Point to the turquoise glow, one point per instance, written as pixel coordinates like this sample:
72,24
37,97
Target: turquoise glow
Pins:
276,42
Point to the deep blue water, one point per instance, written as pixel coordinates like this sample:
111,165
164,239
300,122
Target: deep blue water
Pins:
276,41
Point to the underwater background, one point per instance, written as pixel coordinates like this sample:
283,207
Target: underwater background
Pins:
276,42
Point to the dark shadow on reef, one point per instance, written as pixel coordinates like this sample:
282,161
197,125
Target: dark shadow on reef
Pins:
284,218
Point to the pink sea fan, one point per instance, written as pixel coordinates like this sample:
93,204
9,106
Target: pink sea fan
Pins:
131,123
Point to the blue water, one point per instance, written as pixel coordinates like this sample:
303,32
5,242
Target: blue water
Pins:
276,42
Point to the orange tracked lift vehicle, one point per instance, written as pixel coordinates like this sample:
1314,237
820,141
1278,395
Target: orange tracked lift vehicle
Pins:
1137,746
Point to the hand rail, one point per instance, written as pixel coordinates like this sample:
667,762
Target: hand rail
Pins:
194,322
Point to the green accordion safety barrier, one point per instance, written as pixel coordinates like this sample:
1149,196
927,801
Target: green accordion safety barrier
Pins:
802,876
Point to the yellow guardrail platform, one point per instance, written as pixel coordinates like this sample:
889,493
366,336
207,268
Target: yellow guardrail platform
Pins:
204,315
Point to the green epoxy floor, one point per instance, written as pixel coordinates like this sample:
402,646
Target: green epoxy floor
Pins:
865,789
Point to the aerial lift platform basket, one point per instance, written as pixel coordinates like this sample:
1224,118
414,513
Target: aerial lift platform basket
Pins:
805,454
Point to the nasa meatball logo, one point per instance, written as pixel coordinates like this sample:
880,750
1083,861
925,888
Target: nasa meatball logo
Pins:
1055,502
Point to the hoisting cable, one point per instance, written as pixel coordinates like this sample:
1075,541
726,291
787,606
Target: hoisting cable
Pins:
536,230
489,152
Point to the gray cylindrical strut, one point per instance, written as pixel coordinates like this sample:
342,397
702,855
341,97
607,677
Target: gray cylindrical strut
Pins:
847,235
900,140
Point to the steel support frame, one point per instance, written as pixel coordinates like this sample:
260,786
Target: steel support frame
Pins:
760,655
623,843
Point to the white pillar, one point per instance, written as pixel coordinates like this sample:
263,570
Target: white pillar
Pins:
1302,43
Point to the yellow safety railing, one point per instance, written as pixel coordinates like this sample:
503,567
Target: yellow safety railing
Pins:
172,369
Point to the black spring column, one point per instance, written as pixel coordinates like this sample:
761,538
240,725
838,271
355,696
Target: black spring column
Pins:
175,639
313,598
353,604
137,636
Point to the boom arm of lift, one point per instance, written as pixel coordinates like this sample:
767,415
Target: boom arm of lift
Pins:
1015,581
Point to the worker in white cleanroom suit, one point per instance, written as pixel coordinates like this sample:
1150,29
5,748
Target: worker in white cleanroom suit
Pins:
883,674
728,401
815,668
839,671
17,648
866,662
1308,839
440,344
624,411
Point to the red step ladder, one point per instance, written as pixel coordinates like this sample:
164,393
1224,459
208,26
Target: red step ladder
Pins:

* **THE EXERCISE**
Give the rows as a numbered list, starting at the line that contains "Point to the green epoxy" and ending at the final line of the rows, with blank lines left out.

* **TASK SOLUTION**
1. Point to the green epoxy floor, one point per instance, written as pixel coordinates like this sample:
2. 402,646
3. Target: green epoxy floor
4. Pins:
5. 865,789
6. Point to the aerial lift platform basket, one point per instance, written as pixel coordinates like this sample:
7. 1224,118
8. 414,513
9. Target: aerial lift platform basket
10. Pins:
11. 805,454
12. Point to the nasa meatball logo, one point per instance, written as pixel coordinates like this sample:
13. 880,750
14. 1083,861
15. 925,888
16. Target: nasa meatball logo
17. Pins:
18. 1055,502
19. Point to the hoisting cable, one point per instance, written as pixel coordinates like this sample:
20. 1075,541
21. 726,291
22. 787,606
23. Target: hoisting cable
24. Pins:
25. 536,230
26. 489,152
27. Point to the gray cylindrical strut, one point per instance, written as pixel coordinates like this sample:
28. 342,397
29. 702,855
30. 341,97
31. 607,677
32. Target: gray cylindrical strut
33. Pins:
34. 847,235
35. 900,140
36. Point to the steel support frame, one point per instance, written as pixel coordinates like this sample:
37. 260,786
38. Target: steel support frame
39. Pins:
40. 760,655
41. 623,843
42. Point to the white pillar, one point per instance, written as pixel coordinates like this sample:
43. 263,570
44. Target: white pillar
45. Pins:
46. 1302,43
47. Point to the yellow safety railing, one point per instance, written as pixel coordinates like this sample:
48. 503,567
49. Target: yellow safety railing
50. Pins:
51. 172,369
52. Point to the black spring column, one point per instance, written as pixel coordinates like this sample:
53. 761,538
54. 240,725
55. 838,271
56. 355,696
57. Target: black spring column
58. Pins:
59. 175,639
60. 313,598
61. 353,604
62. 137,636
63. Point to the boom arm of lift, one point per instance, written as pixel coordinates like this sample:
64. 767,415
65. Target: boom arm of lift
66. Pins:
67. 1015,581
68. Point to the worker in white cleanroom suit, one point per instance, written as pixel coordinates like this sample:
69. 1150,29
70. 5,748
71. Target: worker in white cleanroom suit
72. Pins:
73. 883,674
74. 728,401
75. 815,668
76. 839,671
77. 17,648
78. 866,662
79. 1308,839
80. 440,344
81. 624,411
82. Point to the red step ladder, one point per instance, written as pixel coordinates like this sample:
83. 164,393
84. 1224,459
85. 208,26
86. Target: red step ladder
87. Pins:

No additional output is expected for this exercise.